#### 来源:
CF1753B 题解

\(\mathcal Preface\)

题目传送门

\(\mathcal Solution\)

定理：\(n! \cdot (n+1) = (n+1)!\)

这题就是围绕以上定理展开的。

如果加入一个数 \(a_i\) 满足 \(\operatorname{count}(a_i) > a_i\)，则根据定理，将 \(\operatorname{count}(a_{i+1}) + 1\)，在将 \(a_i=0\)。其中 \(\operatorname{count}(a_i)\) 表示 \(a_i\) 出现的次数

如果 \(\sum\limits_{i=1}^{n}a_i! \mid x!\) 即满足 \(\left(\sum\limits_{i=1}^{x-1}\operatorname{count}(i)\right) = 0\)。

\(\mathcal Code\)

#include <iostream>
#include <cstring>
#include <algorithm>
#include <queue>
#include <vector>
#include <stack>
#include <cmath>
#include <sstream>
#include <set>
#include <unordered_set>
#include <map>
#include <unordered_map>

#define x first
#define y second
#define IOS ios::sync_with_stdio(false)
#define cit cin.tie(0)
#define cot cout.tie(0)

using namespace std;

typedef long long LL;
typedef unsigned long long ULL;
typedef pair<int, int> PII;

const int N = 500010, M = 100010, MOD = 1e9 + 7;
const int INF = 0x3f3f3f3f;
const LL LLINF = 0x3f3f3f3f3f3f3f3f;
const double eps = 1e-8;

int n, x;
int cnt[N];

void solve()
{
	cin >> n >> x;
	for (int i = 1; i <= n; i ++ )
	{
		int t;
		cin >> t;
		cnt[t] ++ ;
		while (cnt[t] >= t + 1)
		{
			cnt[t + 1] += cnt[t] / (t + 1);
			cnt[t] %= (t + 1);
			t ++ ;
		}
	}
	
	bool flag = true;
	for (int i = 1; i < x; i ++ )
		if (cnt[i])
		{
			flag = false;
			break;
		}
	if (flag) cout << "Yes" << endl;
	else cout << "No" << endl;
}

int main()
{
	IOS;
	cit, cot;
	int T = 1;
//	cin >> T;
	while (T -- ) solve();
	return 0;
}

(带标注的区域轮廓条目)
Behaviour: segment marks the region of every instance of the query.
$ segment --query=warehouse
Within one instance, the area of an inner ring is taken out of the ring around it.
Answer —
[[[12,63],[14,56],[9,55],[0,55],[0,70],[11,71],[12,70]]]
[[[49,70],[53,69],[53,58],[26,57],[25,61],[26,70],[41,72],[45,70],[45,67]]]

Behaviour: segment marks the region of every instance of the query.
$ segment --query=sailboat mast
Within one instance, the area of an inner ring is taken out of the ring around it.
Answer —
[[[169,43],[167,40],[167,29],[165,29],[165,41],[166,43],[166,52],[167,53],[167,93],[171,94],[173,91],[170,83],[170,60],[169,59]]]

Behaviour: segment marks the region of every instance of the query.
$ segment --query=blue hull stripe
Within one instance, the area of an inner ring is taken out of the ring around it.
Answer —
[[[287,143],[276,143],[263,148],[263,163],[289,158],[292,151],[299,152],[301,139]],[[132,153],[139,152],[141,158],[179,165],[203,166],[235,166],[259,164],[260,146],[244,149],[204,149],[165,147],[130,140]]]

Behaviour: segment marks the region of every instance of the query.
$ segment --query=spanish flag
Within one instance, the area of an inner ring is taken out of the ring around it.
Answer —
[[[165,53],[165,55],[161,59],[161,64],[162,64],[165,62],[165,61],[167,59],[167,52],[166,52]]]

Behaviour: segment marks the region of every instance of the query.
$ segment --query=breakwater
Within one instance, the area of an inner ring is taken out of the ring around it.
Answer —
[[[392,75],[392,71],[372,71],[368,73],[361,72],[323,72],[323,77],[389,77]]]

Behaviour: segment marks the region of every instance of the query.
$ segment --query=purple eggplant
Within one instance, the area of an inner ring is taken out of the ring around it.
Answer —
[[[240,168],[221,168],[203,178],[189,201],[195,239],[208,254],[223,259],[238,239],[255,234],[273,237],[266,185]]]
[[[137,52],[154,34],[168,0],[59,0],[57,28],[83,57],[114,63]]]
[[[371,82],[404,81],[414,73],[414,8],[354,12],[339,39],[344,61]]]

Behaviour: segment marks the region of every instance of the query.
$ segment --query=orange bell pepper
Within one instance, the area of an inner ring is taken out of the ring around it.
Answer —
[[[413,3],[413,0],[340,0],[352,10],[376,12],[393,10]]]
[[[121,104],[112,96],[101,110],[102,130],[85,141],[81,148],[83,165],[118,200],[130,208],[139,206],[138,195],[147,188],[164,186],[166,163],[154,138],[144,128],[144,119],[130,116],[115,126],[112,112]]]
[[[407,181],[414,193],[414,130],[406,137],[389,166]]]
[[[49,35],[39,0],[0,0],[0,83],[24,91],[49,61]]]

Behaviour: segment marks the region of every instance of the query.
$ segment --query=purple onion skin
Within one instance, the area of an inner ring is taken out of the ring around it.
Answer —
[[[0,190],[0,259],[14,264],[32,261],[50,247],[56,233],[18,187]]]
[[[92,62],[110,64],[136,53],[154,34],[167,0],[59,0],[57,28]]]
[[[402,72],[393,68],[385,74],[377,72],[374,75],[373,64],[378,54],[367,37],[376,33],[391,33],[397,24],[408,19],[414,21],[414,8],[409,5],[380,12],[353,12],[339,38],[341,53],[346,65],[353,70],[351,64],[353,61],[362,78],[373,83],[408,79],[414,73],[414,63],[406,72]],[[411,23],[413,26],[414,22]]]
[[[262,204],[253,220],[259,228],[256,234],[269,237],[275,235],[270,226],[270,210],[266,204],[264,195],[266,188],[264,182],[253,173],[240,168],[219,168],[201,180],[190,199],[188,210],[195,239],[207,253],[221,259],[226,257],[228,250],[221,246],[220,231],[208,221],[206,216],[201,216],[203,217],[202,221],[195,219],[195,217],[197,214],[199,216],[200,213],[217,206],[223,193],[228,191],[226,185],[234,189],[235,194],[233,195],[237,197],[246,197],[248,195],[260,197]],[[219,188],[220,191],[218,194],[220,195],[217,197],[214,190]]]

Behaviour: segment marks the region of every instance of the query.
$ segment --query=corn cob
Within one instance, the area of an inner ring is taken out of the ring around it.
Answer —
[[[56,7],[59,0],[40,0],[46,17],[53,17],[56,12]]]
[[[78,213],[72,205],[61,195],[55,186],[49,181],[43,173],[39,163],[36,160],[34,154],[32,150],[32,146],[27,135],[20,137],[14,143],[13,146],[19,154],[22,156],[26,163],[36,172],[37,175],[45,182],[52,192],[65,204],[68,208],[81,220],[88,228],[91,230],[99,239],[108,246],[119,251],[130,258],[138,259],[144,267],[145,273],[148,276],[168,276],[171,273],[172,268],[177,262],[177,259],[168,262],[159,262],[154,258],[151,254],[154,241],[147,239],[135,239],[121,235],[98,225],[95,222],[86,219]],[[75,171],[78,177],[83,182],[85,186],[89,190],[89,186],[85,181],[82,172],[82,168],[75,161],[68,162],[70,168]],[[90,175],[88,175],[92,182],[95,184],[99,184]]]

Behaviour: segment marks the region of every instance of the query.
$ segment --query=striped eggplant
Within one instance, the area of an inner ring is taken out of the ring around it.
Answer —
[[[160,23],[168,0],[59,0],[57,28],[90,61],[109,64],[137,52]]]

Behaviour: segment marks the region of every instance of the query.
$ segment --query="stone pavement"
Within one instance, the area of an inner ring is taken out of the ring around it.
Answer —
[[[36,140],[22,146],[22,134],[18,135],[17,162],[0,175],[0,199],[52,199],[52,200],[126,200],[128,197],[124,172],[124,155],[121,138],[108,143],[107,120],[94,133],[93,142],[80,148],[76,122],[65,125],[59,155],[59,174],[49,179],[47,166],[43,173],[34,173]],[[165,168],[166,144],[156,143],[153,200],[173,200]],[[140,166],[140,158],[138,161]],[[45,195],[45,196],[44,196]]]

#### 任务说明:
CF1753B 题解说这道题是围绕哪个定理展开的？

#### 本题解答:
n! · (n+1) = (n+1)!